* **Directive a**:
In the message about pending-SError migration, which higher-level tools does Christoffer Dall give as examples of layers in the stack?

* **Provided text**:
☆ ☆ ☆ ☆

[PATCH v4 00/21] SError rework + RAS&IESB for firmware first support
James Morse
james.morse at arm.com
Tue Nov 14 08:11:03 PST 2017
Hi Drew,
On 13/11/17 16:14, Andrew Jones wrote:
> On Mon, Nov 13, 2017 at 12:29:46PM +0100, Christoffer Dall wrote:
>> On Thu, Nov 09, 2017 at 06:14:56PM +0000, James Morse wrote:
>>> On 19/10/17 15:57, James Morse wrote:
>>>> Known issues:
>>>> * KVM-Migration: VDISR_EL2 is exposed to userspace as DISR_EL1, but how should
>>>> HCR_EL2.VSE or VSESR_EL2 be migrated when the guest has an SError pending but
>>>> hasn't taken it yet...?
>>>
>>> I've been trying to work out how this pending-SError-migration could work.
[..]
>>> To get out of this corner: why not declare pending-SError-migration an invalid
>>> thing to do?
>>
>> To answer that question we'd have to know if that is generally a valid
>> thing to require. How will higher level tools in the stack deal with
>> this (e.g. libvirt, and OpenStack). Is it really valid to tell them
>> "nope, can't migrate right now". I'm thinking if you have a failing
>> host and want to signal some error to the guest, that's probably a
>> really good time to migrate your mission-critical VM away to a different
>> host, and being told, "sorry, cannot do this" would be painful. I'm
>> cc'ing Drew for his insight into libvirt and how this is done on x86,
>> but I'm not really crazy about this idea.
> Without actually confirming, I'm pretty sure it's handled with a best
> effort to cancel the migration, continuing/restoring execution on the
> source host (or there may be other policies that could be set as well).
> Naturally, if the source host is going down and the migration is
> cancelled, then the VM goes down too...
> Anyway, I don't think we would generally want to introduce guest
> controlled migration blockers. IIUC, this migration blocker would remain
> until the guest handled the SError, which it may never unmask.

☆ ☆ ☆ ☆

* **Directive b**:
Find every line in the rows that contains the string "head", matching case exactly, and copy each one.

* **Input records**:
☆ ☆ ☆ ☆

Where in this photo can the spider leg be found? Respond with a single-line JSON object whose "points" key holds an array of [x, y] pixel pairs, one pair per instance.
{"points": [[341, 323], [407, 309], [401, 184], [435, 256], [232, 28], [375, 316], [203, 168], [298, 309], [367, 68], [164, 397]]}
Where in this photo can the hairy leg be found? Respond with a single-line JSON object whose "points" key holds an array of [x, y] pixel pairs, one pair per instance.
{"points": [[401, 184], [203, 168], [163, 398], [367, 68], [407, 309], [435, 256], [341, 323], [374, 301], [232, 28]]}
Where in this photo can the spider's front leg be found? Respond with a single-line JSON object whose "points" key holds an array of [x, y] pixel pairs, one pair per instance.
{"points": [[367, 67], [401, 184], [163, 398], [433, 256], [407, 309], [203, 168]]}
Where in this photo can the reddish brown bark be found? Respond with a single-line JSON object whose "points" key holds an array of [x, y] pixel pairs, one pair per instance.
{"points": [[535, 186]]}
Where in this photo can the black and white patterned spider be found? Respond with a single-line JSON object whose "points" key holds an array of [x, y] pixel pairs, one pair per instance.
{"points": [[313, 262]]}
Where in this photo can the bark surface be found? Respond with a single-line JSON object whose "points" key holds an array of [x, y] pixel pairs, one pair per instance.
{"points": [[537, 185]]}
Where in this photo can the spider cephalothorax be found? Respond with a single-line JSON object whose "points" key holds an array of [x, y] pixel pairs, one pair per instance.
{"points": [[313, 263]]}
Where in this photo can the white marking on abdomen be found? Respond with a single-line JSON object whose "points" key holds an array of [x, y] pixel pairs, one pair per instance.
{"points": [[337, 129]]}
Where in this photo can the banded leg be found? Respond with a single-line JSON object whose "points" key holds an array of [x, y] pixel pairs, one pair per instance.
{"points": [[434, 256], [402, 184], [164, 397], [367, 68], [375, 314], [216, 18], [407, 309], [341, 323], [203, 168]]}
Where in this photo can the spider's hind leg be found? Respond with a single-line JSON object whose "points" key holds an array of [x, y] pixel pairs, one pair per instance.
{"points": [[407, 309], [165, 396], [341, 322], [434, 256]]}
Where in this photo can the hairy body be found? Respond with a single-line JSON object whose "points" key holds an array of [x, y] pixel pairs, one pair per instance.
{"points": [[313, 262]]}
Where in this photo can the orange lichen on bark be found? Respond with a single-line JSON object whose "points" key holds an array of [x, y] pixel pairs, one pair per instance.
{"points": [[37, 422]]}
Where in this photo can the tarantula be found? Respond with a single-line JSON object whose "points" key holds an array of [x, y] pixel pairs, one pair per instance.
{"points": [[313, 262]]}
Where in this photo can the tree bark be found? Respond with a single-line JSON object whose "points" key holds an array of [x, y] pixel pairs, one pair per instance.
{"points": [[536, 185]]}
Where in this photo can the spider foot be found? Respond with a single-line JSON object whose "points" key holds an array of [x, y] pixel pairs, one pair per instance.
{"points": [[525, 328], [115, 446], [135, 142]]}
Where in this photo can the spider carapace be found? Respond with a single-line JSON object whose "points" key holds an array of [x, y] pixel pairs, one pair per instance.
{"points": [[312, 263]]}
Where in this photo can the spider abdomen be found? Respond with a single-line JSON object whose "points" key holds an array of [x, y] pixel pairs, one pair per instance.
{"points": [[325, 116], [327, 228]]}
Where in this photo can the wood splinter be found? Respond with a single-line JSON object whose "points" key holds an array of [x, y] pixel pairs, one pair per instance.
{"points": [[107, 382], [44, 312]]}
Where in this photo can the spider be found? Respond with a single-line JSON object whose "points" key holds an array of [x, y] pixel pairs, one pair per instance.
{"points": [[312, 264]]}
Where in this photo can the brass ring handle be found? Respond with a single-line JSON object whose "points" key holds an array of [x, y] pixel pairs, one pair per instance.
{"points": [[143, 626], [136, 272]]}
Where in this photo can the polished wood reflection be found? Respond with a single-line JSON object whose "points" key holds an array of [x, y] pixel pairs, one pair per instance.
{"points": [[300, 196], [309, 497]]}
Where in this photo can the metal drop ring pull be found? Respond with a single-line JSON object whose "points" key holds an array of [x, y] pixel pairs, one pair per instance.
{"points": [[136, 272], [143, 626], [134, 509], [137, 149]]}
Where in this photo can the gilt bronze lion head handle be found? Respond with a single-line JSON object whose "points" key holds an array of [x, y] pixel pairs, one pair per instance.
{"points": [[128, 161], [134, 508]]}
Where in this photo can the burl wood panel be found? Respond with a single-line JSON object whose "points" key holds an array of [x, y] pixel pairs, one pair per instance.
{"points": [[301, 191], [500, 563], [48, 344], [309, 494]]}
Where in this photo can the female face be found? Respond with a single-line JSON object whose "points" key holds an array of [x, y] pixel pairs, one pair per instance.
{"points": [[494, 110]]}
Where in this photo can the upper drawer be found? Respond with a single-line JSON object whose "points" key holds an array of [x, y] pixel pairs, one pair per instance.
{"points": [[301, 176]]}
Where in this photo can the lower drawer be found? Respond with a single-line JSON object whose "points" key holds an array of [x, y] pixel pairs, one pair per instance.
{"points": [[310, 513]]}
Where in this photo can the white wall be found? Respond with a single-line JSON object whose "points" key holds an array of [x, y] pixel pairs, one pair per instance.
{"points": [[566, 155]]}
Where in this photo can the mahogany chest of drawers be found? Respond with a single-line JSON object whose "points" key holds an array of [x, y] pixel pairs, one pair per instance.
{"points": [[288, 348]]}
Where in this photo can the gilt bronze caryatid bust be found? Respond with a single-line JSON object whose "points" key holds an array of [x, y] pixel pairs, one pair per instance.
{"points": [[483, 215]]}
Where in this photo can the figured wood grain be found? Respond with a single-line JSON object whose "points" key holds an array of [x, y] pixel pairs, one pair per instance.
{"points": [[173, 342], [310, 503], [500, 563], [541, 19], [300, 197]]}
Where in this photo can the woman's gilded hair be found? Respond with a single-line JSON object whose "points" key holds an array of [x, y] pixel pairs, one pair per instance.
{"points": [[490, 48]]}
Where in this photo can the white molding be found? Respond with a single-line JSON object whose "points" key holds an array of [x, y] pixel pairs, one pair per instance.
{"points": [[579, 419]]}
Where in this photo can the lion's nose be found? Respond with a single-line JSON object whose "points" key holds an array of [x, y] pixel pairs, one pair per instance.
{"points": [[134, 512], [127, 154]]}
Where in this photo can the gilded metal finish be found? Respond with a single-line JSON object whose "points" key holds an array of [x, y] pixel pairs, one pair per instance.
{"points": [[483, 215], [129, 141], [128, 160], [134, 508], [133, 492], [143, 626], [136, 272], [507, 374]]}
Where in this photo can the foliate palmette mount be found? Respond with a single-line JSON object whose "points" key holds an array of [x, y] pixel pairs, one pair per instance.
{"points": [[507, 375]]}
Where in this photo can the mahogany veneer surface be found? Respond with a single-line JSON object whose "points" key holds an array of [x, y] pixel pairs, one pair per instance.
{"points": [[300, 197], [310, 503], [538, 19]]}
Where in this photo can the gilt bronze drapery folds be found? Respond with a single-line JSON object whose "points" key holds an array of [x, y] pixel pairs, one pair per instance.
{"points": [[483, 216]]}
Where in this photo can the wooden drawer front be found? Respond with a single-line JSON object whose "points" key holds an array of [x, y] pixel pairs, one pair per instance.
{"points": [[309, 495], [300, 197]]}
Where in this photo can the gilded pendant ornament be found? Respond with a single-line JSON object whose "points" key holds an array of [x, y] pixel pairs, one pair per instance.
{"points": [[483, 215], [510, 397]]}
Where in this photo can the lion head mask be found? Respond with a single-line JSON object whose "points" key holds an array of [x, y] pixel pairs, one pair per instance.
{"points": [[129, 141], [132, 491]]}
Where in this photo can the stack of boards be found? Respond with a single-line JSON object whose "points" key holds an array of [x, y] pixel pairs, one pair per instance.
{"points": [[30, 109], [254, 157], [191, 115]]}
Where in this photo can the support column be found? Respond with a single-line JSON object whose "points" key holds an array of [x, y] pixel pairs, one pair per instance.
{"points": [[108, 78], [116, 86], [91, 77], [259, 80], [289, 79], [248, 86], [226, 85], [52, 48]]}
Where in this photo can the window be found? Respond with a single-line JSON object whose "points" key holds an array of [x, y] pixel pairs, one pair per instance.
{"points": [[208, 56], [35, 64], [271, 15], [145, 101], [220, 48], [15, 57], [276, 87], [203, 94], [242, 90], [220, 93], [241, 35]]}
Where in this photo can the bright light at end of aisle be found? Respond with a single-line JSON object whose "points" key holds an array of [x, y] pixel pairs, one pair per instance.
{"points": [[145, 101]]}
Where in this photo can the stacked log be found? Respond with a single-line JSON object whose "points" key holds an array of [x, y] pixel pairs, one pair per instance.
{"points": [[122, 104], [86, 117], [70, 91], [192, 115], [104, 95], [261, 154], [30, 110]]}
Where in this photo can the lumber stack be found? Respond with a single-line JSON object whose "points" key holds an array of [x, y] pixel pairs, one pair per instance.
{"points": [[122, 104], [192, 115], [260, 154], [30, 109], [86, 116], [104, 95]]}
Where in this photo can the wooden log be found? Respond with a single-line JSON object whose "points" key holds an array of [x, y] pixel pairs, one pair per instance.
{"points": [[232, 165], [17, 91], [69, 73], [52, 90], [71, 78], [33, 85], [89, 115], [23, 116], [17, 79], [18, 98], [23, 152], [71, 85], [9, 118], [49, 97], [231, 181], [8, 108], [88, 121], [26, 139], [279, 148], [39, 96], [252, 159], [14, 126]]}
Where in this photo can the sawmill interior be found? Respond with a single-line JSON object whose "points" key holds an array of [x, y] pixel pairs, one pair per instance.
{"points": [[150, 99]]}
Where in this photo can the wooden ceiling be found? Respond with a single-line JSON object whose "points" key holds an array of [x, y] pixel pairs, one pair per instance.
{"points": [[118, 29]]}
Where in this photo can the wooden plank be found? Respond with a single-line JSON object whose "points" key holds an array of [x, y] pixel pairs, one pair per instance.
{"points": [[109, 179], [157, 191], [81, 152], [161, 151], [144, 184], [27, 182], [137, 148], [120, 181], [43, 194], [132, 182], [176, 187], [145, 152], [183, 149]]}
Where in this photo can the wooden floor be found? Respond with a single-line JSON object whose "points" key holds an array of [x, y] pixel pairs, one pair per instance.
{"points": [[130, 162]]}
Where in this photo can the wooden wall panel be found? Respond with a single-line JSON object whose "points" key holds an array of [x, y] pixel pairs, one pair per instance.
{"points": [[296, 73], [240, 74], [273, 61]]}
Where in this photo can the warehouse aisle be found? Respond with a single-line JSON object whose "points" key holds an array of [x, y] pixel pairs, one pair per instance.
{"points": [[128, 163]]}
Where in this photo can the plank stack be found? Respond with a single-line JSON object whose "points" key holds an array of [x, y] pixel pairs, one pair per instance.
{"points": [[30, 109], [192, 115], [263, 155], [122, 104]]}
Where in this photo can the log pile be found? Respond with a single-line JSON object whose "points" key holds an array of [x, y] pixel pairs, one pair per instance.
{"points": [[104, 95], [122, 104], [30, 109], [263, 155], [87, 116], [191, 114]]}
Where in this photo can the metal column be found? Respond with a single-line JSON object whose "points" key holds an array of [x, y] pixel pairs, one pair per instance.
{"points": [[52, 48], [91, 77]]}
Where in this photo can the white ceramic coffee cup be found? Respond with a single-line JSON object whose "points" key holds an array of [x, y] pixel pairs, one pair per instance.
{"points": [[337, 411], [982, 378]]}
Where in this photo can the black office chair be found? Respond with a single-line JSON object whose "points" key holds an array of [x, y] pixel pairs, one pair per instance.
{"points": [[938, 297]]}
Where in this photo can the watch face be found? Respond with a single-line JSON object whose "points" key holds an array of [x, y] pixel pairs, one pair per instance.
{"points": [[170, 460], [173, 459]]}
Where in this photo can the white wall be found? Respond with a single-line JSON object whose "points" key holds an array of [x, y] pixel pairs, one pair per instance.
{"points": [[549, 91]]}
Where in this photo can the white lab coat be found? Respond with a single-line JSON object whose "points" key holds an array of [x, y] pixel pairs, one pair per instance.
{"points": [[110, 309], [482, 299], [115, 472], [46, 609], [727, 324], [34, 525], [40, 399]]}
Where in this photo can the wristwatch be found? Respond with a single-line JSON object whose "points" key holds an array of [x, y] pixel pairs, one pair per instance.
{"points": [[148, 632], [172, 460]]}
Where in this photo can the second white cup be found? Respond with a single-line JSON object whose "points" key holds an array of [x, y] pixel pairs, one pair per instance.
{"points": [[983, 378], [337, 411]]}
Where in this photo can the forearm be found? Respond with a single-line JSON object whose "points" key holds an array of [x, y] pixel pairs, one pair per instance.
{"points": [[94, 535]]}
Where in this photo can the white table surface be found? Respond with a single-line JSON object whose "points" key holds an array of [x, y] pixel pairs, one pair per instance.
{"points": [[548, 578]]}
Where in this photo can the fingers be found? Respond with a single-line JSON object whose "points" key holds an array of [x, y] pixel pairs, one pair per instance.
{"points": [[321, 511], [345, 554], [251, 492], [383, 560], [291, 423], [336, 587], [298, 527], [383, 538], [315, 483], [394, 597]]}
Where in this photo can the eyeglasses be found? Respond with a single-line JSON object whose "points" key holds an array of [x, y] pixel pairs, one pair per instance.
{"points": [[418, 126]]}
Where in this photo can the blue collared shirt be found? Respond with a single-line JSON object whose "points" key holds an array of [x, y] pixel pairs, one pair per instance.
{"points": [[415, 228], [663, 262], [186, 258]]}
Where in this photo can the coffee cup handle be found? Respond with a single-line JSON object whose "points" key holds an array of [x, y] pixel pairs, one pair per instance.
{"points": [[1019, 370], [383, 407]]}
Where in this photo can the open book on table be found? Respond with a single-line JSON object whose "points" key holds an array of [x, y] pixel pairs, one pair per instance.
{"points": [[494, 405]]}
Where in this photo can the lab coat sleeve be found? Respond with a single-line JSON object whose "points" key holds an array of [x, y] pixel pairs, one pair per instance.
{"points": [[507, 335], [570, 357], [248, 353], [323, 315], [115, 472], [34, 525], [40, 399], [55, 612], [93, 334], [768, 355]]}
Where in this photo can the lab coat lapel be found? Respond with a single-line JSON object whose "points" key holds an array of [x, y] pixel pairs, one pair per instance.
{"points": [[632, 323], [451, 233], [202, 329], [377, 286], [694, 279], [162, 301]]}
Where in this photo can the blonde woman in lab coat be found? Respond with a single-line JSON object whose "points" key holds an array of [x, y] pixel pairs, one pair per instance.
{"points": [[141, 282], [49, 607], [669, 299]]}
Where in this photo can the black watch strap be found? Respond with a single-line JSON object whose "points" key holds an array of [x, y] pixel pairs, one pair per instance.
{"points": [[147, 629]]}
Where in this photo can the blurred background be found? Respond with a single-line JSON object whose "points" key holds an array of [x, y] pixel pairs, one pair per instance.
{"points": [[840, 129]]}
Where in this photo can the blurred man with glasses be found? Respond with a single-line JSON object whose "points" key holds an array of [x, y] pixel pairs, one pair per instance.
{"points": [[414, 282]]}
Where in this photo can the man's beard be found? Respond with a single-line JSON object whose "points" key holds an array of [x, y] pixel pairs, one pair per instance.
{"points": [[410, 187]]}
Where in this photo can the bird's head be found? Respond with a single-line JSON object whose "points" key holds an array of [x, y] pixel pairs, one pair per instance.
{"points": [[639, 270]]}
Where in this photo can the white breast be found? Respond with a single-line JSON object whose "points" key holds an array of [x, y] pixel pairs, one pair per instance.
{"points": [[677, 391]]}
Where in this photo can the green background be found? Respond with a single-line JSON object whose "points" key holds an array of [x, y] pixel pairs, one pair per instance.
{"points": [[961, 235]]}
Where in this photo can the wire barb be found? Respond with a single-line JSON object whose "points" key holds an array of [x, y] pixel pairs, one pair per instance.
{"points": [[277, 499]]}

☆ ☆ ☆ ☆

* **Written reply a**:
libvirt and OpenStack

* **Written reply b**:
Where in this photo can the gilt bronze lion head handle be found? Respond with a single-line JSON object whose "points" key holds an array of [x, y] pixel pairs, one pair per instance.
Where in this photo can the lion head mask be found? Respond with a single-line JSON object whose "points" key holds an array of [x, y] pixel pairs, one pair per instance.
Where in this photo can the bird's head be found? Respond with a single-line JSON object whose "points" key holds an array of [x, y] pixel pairs, one pair per instance.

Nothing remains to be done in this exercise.